## start

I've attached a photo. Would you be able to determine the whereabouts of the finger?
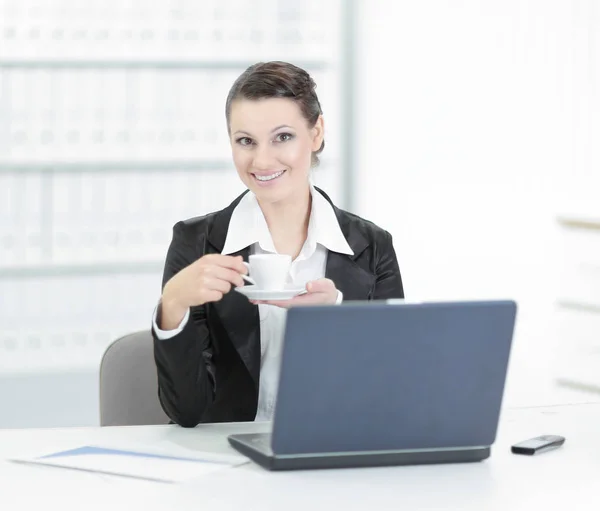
[203,290,223,303]
[205,266,244,287]
[206,254,248,275]
[202,277,231,294]
[258,298,294,309]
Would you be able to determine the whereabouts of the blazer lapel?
[325,251,375,300]
[208,196,260,387]
[317,188,375,300]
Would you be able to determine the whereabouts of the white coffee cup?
[242,254,292,291]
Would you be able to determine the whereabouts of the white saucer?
[235,285,306,300]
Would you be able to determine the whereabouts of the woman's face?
[229,98,324,203]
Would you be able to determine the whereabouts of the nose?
[252,144,275,170]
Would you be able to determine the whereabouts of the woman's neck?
[259,187,312,259]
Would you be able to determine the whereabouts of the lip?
[250,169,286,177]
[251,169,287,186]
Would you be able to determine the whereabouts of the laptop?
[228,300,517,470]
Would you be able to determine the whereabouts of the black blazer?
[153,190,404,427]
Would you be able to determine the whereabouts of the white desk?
[0,404,600,511]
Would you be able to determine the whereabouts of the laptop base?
[228,433,491,470]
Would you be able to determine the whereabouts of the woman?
[153,62,404,427]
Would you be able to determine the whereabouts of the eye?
[275,133,294,142]
[236,137,252,146]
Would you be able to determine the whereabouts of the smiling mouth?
[252,170,286,183]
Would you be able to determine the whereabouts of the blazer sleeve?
[372,231,404,300]
[152,222,215,428]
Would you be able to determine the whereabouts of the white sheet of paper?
[12,446,248,483]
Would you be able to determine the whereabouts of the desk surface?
[0,404,600,511]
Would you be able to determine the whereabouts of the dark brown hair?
[225,61,325,165]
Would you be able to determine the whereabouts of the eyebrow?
[234,124,294,137]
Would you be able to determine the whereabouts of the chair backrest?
[100,330,169,426]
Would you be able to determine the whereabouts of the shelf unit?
[0,0,355,372]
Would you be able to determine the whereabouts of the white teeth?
[254,170,285,181]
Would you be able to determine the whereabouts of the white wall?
[356,0,593,404]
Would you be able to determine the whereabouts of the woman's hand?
[160,254,248,330]
[251,279,338,309]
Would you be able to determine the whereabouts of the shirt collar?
[221,184,354,255]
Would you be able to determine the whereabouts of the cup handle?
[241,261,256,286]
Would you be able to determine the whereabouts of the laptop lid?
[271,301,516,454]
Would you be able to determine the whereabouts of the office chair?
[100,330,169,426]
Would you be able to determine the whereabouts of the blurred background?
[0,0,600,427]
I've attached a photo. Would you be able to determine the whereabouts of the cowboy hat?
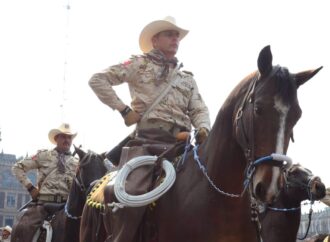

## end

Reproduce the whole listing above verbatim, leaving out the pictures.

I've attached a photo. Would you be able to determine the whereabouts of the finger?
[203,290,223,303]
[205,266,244,287]
[206,254,248,275]
[202,277,231,294]
[258,298,294,309]
Would you be able to determine the whereabouts of the blazer lapel?
[325,251,375,300]
[208,196,260,387]
[317,188,375,300]
Would you be able to determine the whereabouts of the white coffee cup?
[242,254,292,291]
Would you be able to determine the whereabouts of the white saucer?
[235,285,306,300]
Would you be able to determine the whereabouts of the woman's face?
[229,98,324,203]
Would you be able to determine the whereabouts of the nose?
[252,144,275,170]
Would you be able to determine the whereabouts of the woman's neck?
[259,187,312,259]
Would you be able to determine the whereabouts of the lip?
[250,169,286,177]
[251,169,287,186]
Would you be able to determine the whereabouts of the laptop?
[228,300,517,470]
Would you be able to determine the whereabouts of the black blazer?
[153,190,404,427]
Would you be able to determine the whereabouts of the white desk?
[0,404,600,511]
Would you be able to determine the whereabouts of the laptop base?
[228,433,491,470]
Would you be able to determine the whereabouts of the woman?
[153,62,404,427]
Would you be able to determine the whereabouts of the eye?
[275,133,294,142]
[236,137,252,146]
Would you be able to determine the whereabouts of the smiling mouth?
[252,170,286,183]
Would you be able to determine the whereabouts of the blazer sleeve?
[372,231,404,300]
[152,222,215,428]
Would you be able to determine the whereabouts of the white sheet of paper?
[12,446,248,483]
Would you be able to determine the whereabouts of the desk surface?
[0,404,600,511]
Would you be able to determine the whereabouts of the dark brown hair?
[225,61,325,165]
Would you be able to determine the whereabouts of the eyebrow?
[234,124,294,137]
Would you be able to determine the whereabouts of the chair backrest?
[100,330,169,426]
Would you be able to determine the whereabouts of the shelf unit?
[0,0,355,372]
Would you be able to determine the whereabouts of the white teeth?
[254,170,285,181]
Would you be able to determine the whereabouts of the white wall?
[356,0,593,404]
Would you be able to determine the whereabouts of the woman's hand?
[160,254,248,330]
[251,279,338,309]
Would you be able to determine the whereabouts of the shirt collar?
[221,184,354,255]
Would you be able to determine the whereabouts of the cup handle?
[241,261,256,286]
Would you be able to determine the whereabouts of the laptop lid?
[271,301,516,454]
Would you be able to determine the whereabouts of the office chair?
[100,330,169,426]
Would you be able to determine the whereabouts of the blurred background?
[0,0,600,427]
I've attached a photo. Would you be able to determine the whereabouts of the cowboy hat?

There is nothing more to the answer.